[Stored items]
+--

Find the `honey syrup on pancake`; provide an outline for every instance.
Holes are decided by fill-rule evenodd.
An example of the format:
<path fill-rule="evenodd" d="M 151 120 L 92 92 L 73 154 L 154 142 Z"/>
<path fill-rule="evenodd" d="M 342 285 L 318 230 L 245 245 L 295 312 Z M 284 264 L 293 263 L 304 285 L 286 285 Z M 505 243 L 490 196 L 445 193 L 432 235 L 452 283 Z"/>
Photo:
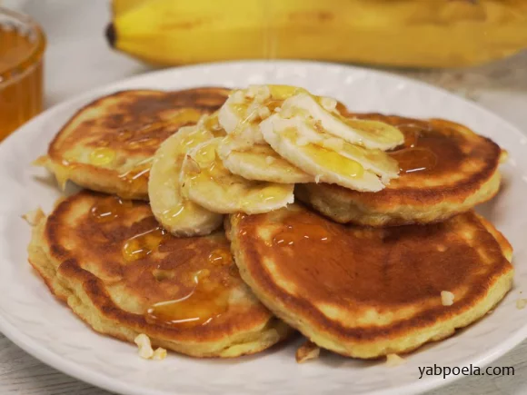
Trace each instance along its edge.
<path fill-rule="evenodd" d="M 399 163 L 401 173 L 430 173 L 438 166 L 439 151 L 436 148 L 447 143 L 448 137 L 433 133 L 428 123 L 406 122 L 404 118 L 377 114 L 353 114 L 353 117 L 385 122 L 403 133 L 404 144 L 388 153 Z"/>
<path fill-rule="evenodd" d="M 97 222 L 107 222 L 117 220 L 124 214 L 126 209 L 132 206 L 131 201 L 122 200 L 117 196 L 110 196 L 97 201 L 92 206 L 90 214 Z"/>
<path fill-rule="evenodd" d="M 228 273 L 239 277 L 227 248 L 217 248 L 208 256 L 208 266 L 228 266 Z M 183 276 L 190 278 L 191 291 L 182 298 L 155 303 L 146 311 L 149 323 L 170 326 L 204 325 L 219 317 L 229 308 L 230 291 L 228 281 L 210 280 L 210 270 L 184 272 Z M 187 280 L 188 281 L 188 280 Z"/>
<path fill-rule="evenodd" d="M 148 215 L 147 208 L 145 202 L 97 195 L 81 234 L 106 234 L 104 245 L 94 248 L 107 254 L 107 270 L 142 290 L 148 323 L 209 324 L 228 311 L 233 290 L 242 283 L 230 243 L 224 233 L 175 238 Z M 135 221 L 130 224 L 131 219 Z"/>
<path fill-rule="evenodd" d="M 148 181 L 153 157 L 139 162 L 133 169 L 119 174 L 119 178 L 127 183 L 132 188 L 138 187 Z"/>
<path fill-rule="evenodd" d="M 401 173 L 427 172 L 434 169 L 437 165 L 437 155 L 430 148 L 419 146 L 423 128 L 412 123 L 403 123 L 397 127 L 404 134 L 404 145 L 389 154 L 399 163 Z"/>
<path fill-rule="evenodd" d="M 167 238 L 167 232 L 161 226 L 136 234 L 123 245 L 123 258 L 125 262 L 144 259 L 146 255 L 159 250 L 161 243 Z"/>

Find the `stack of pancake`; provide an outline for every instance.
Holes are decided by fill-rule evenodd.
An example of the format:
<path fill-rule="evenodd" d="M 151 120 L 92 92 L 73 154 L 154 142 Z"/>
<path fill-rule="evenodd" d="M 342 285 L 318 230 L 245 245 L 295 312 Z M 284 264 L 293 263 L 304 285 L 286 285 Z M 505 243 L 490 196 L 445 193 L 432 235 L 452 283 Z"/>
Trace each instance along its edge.
<path fill-rule="evenodd" d="M 323 349 L 370 359 L 446 338 L 510 290 L 512 247 L 472 211 L 497 193 L 504 154 L 444 120 L 352 114 L 339 104 L 349 119 L 403 134 L 404 143 L 387 151 L 399 176 L 382 190 L 352 190 L 299 171 L 294 197 L 302 203 L 210 214 L 201 206 L 212 210 L 220 199 L 202 199 L 192 210 L 203 214 L 193 218 L 200 232 L 172 222 L 184 206 L 170 192 L 179 191 L 179 179 L 166 173 L 175 163 L 195 167 L 174 153 L 192 143 L 178 133 L 198 138 L 189 126 L 206 123 L 211 117 L 202 116 L 229 93 L 105 96 L 75 114 L 37 161 L 61 185 L 71 180 L 86 190 L 31 219 L 29 261 L 95 331 L 128 341 L 144 333 L 196 357 L 235 357 L 296 330 Z M 215 129 L 212 137 L 224 134 Z"/>

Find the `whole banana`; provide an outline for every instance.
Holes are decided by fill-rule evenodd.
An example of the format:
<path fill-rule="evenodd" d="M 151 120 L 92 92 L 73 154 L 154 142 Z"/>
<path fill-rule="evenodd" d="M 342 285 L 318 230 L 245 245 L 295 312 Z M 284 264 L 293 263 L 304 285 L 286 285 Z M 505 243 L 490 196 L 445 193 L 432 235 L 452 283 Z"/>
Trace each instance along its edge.
<path fill-rule="evenodd" d="M 114 0 L 116 49 L 174 65 L 288 58 L 472 65 L 527 47 L 523 0 Z"/>

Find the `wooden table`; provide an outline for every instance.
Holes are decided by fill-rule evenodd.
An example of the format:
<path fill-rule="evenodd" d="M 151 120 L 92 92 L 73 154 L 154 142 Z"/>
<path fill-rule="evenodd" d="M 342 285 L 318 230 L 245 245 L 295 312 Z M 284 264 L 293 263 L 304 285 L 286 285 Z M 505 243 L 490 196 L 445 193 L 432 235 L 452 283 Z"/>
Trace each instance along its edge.
<path fill-rule="evenodd" d="M 2 0 L 0 0 L 2 2 Z M 112 52 L 103 32 L 109 20 L 105 0 L 4 0 L 33 15 L 48 35 L 46 106 L 94 86 L 147 71 Z M 474 100 L 527 131 L 527 53 L 466 71 L 397 71 Z M 527 310 L 524 311 L 527 314 Z M 513 366 L 514 376 L 466 377 L 429 395 L 527 393 L 527 341 L 492 366 Z M 108 395 L 31 357 L 0 334 L 0 393 Z"/>

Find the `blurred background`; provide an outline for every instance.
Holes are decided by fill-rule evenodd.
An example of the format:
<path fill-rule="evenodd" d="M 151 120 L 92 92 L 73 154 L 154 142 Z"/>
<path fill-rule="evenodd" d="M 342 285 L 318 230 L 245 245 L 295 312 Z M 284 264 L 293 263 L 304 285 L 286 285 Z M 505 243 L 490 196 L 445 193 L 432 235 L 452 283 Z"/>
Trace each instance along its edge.
<path fill-rule="evenodd" d="M 39 42 L 31 22 L 0 18 L 23 32 L 20 40 L 0 32 L 0 140 L 99 85 L 161 66 L 249 57 L 321 59 L 417 78 L 527 131 L 525 0 L 0 0 L 0 7 L 29 15 L 45 35 Z M 522 376 L 526 346 L 495 365 L 516 366 Z M 433 393 L 512 393 L 520 385 L 519 378 L 472 377 Z M 0 393 L 8 392 L 106 393 L 0 335 Z"/>
<path fill-rule="evenodd" d="M 3 69 L 17 59 L 5 62 L 15 43 L 0 37 L 5 129 L 24 103 L 38 102 L 34 96 L 43 94 L 49 107 L 155 67 L 276 57 L 392 71 L 524 122 L 524 0 L 0 0 L 0 6 L 30 15 L 46 36 L 45 88 L 19 89 L 18 99 L 2 94 Z M 22 111 L 8 127 L 38 111 Z"/>

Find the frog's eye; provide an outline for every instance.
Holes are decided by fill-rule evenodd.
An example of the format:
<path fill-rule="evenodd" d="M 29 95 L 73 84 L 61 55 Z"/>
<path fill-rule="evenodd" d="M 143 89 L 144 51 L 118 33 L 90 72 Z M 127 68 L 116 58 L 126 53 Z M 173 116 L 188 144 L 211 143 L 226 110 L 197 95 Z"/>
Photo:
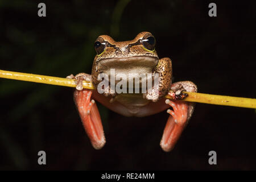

+--

| GOAL OF THE EXERCISE |
Rescale the data from its first line through the line holding "167 238 L 167", inclusive, writing out every line again with the requests included and each coordinate in the answer outlines multiplied by 2.45 and rounded to a whole number, halves up. Keep the numbers in the requests and format samples unchanged, and leave the pictures out.

| ANSWER BELOW |
Find the `honey syrup on pancake`; provide an outline for every instance.
Holes are decided by fill-rule evenodd.
An example of the format:
<path fill-rule="evenodd" d="M 151 120 L 92 92 L 73 154 L 154 142 Z"/>
<path fill-rule="evenodd" d="M 342 285 L 318 230 L 245 245 L 295 312 Z M 284 264 L 293 263 L 304 285 L 286 285 Z M 505 243 L 490 196 L 445 193 L 432 235 L 452 283 Z"/>
Photo:
Trace each instance along its edge.
<path fill-rule="evenodd" d="M 978 399 L 982 424 L 1054 424 L 1073 407 L 1076 370 L 1068 363 L 1095 350 L 1098 336 L 1061 326 L 1049 301 L 995 299 L 990 289 L 924 279 L 865 279 L 865 287 L 943 299 L 987 326 L 990 353 L 951 375 Z"/>
<path fill-rule="evenodd" d="M 238 544 L 262 544 L 287 539 L 304 524 L 309 512 L 323 505 L 321 492 L 299 490 L 287 480 L 270 480 L 238 492 L 225 505 L 221 524 Z"/>
<path fill-rule="evenodd" d="M 559 669 L 586 679 L 556 608 L 532 608 L 510 627 L 510 652 L 559 652 Z M 448 676 L 466 681 L 468 713 L 446 730 L 380 742 L 358 762 L 365 791 L 417 799 L 500 796 L 537 777 L 561 755 L 564 713 L 559 688 L 515 686 L 515 662 L 451 666 Z M 458 686 L 461 688 L 461 686 Z"/>
<path fill-rule="evenodd" d="M 363 527 L 360 510 L 355 495 L 238 478 L 198 573 L 260 573 L 255 600 L 230 608 L 262 622 L 262 662 L 348 711 L 363 791 L 512 794 L 559 762 L 571 711 L 593 693 L 564 595 L 549 571 L 429 583 Z M 331 541 L 319 549 L 321 537 Z"/>
<path fill-rule="evenodd" d="M 363 443 L 375 385 L 341 397 L 326 414 L 292 426 L 292 436 L 311 448 L 323 461 L 338 458 Z"/>
<path fill-rule="evenodd" d="M 982 424 L 1046 421 L 1063 414 L 1071 404 L 1071 380 L 1054 363 L 1027 358 L 1036 314 L 1009 301 L 987 301 L 973 311 L 990 328 L 990 355 L 953 377 L 978 399 Z"/>
<path fill-rule="evenodd" d="M 409 583 L 409 568 L 394 554 L 333 573 L 301 600 L 301 632 L 306 642 L 353 635 L 358 625 L 390 613 L 394 595 Z"/>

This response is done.